§ Task
Retype the tail of the data exactly, starting at the line containing "I would be grateful if you could mark the ring" and stopping at the last line.

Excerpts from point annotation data
%%

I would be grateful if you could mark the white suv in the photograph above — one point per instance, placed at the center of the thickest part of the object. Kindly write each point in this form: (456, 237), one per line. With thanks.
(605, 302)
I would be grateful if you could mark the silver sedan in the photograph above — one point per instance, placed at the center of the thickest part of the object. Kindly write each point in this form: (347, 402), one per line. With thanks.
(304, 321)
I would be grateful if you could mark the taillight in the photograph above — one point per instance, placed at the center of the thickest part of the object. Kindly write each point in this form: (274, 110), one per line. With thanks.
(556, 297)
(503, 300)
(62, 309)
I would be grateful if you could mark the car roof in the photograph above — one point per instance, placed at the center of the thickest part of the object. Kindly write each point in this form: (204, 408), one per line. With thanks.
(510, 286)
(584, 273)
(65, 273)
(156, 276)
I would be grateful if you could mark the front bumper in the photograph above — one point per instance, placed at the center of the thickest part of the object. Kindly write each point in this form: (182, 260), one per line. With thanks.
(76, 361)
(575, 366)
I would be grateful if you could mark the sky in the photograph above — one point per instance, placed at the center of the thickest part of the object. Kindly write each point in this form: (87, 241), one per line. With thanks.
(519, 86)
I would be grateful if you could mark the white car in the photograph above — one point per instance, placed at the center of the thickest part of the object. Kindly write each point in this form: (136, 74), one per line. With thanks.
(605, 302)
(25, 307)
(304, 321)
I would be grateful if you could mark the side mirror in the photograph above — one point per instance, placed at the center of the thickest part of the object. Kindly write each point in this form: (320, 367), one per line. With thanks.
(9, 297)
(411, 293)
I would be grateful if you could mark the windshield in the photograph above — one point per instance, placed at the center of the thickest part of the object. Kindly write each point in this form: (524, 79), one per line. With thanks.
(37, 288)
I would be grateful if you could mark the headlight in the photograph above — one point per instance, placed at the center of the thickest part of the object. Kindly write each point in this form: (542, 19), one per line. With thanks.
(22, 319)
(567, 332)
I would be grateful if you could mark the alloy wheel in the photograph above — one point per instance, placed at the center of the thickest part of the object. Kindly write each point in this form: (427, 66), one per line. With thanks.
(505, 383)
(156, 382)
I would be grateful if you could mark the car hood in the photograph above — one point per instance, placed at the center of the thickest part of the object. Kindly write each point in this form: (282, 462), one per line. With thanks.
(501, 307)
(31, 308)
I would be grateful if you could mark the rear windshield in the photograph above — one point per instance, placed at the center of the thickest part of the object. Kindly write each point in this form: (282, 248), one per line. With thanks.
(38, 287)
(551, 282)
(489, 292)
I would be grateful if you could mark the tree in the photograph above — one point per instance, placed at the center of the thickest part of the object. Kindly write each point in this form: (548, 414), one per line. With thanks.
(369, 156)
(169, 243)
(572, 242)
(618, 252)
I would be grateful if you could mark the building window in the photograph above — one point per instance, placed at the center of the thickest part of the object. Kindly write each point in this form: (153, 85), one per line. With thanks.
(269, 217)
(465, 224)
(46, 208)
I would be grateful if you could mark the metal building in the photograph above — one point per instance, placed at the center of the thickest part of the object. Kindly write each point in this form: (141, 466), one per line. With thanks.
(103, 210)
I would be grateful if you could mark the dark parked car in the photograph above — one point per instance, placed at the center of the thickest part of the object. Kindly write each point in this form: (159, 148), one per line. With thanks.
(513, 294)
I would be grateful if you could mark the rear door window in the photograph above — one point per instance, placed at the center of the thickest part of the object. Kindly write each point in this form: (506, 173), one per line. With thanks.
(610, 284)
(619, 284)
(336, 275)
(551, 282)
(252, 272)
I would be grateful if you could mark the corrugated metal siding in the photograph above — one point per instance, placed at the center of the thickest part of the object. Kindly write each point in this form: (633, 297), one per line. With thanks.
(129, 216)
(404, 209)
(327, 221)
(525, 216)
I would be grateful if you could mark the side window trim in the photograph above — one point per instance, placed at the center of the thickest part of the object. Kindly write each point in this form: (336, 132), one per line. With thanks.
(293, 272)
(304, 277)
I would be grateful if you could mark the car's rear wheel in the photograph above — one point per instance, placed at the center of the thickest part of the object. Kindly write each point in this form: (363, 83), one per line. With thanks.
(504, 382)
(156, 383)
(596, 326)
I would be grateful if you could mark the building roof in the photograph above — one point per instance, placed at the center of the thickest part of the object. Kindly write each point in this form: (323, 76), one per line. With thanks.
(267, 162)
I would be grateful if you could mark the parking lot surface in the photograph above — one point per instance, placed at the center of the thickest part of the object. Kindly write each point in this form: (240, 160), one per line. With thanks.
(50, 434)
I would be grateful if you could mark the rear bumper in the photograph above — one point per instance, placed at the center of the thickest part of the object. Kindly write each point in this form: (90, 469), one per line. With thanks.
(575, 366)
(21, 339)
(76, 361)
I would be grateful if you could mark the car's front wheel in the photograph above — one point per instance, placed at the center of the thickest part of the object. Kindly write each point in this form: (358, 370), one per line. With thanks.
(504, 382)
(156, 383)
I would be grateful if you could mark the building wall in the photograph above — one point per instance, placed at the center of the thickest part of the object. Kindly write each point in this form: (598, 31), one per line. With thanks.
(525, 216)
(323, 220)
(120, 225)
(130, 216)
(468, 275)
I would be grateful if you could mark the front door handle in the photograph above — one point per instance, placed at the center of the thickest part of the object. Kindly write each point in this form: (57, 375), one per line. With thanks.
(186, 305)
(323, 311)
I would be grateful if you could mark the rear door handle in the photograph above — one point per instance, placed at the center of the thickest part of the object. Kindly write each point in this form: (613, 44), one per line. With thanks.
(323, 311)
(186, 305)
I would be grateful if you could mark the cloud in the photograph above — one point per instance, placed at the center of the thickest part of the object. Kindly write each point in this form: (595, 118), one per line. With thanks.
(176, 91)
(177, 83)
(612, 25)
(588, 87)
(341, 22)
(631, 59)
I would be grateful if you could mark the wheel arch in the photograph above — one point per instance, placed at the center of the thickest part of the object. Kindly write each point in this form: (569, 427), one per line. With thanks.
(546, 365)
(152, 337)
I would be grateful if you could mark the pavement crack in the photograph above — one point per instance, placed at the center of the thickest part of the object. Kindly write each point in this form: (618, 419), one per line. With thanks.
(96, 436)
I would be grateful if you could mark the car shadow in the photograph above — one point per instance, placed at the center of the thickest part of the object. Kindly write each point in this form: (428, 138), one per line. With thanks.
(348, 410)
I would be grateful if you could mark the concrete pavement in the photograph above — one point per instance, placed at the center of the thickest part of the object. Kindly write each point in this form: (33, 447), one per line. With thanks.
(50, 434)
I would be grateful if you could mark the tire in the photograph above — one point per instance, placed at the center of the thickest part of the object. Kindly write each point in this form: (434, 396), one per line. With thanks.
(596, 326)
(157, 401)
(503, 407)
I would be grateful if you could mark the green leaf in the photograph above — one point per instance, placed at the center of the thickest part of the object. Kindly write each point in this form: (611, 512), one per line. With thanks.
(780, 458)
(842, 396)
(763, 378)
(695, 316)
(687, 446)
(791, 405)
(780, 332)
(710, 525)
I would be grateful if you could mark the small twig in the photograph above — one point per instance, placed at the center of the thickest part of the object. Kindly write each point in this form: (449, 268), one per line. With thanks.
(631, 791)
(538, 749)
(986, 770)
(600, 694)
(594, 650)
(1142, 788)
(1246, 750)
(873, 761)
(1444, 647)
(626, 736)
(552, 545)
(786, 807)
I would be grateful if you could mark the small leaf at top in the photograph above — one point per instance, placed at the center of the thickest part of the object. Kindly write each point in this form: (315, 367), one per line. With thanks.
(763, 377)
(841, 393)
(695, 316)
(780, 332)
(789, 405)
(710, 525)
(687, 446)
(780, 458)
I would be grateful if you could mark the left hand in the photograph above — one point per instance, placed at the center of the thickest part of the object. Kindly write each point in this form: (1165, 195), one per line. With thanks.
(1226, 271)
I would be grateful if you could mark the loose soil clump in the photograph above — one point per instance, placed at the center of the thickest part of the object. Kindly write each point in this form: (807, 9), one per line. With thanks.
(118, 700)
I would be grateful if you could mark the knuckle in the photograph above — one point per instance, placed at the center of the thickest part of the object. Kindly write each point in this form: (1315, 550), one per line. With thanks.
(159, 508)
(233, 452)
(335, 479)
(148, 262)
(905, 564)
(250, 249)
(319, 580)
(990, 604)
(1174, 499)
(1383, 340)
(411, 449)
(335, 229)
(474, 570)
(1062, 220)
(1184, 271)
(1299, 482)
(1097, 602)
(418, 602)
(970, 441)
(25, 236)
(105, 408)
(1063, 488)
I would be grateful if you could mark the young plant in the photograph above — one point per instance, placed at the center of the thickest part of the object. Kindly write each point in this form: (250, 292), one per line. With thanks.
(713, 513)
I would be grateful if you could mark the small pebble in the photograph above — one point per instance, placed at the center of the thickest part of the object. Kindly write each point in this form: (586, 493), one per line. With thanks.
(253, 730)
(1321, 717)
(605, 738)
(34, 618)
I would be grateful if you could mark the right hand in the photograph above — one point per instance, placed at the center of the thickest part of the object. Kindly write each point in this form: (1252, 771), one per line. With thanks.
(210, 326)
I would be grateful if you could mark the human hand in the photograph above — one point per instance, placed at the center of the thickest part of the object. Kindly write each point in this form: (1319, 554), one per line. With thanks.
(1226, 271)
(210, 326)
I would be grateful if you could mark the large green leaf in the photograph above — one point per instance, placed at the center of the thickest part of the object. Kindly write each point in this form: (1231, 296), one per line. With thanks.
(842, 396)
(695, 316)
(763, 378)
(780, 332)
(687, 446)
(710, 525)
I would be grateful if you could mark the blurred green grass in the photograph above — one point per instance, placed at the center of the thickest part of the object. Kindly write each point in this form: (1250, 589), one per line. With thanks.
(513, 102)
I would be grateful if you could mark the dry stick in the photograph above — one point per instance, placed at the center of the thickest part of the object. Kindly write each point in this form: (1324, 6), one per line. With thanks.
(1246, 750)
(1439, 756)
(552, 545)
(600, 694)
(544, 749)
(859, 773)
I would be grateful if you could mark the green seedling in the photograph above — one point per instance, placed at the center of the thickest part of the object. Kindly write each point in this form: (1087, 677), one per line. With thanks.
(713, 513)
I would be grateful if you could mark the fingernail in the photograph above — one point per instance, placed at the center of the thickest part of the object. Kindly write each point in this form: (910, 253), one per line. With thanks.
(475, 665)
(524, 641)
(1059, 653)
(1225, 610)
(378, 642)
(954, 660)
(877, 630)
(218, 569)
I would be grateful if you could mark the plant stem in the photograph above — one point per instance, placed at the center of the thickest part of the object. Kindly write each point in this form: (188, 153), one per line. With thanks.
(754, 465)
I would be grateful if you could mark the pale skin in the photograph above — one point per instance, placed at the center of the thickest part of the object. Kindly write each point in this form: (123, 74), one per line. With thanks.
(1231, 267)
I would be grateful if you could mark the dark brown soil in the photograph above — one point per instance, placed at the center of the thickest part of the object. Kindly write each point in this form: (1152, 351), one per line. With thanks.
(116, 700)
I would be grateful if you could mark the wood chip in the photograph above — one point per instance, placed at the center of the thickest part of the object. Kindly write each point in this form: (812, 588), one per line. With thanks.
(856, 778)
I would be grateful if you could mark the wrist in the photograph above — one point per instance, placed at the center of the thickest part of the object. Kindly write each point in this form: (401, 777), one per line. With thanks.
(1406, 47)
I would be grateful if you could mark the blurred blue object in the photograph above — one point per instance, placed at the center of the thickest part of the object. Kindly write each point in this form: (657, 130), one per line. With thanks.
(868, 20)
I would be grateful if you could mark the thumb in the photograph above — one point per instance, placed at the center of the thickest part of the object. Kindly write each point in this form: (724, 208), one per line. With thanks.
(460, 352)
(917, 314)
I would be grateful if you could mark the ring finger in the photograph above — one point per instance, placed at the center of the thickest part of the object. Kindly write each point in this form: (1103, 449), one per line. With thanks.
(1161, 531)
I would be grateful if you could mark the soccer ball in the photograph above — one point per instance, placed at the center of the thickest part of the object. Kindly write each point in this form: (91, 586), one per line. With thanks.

%%

§ Solution
I would be grateful if you could mark the ring finger in the photograph above — one point per instance, placed at the center of the thickest part of the object. Kindly write each point in this form: (1103, 449), one per line. With thanks.
(1161, 531)
I would be grateful if you could mark the soccer ball in the photograph above — one point per instance, placed at the center of the thickest part of the object. Kindly write each point in this form: (91, 586), one per line. With thanks.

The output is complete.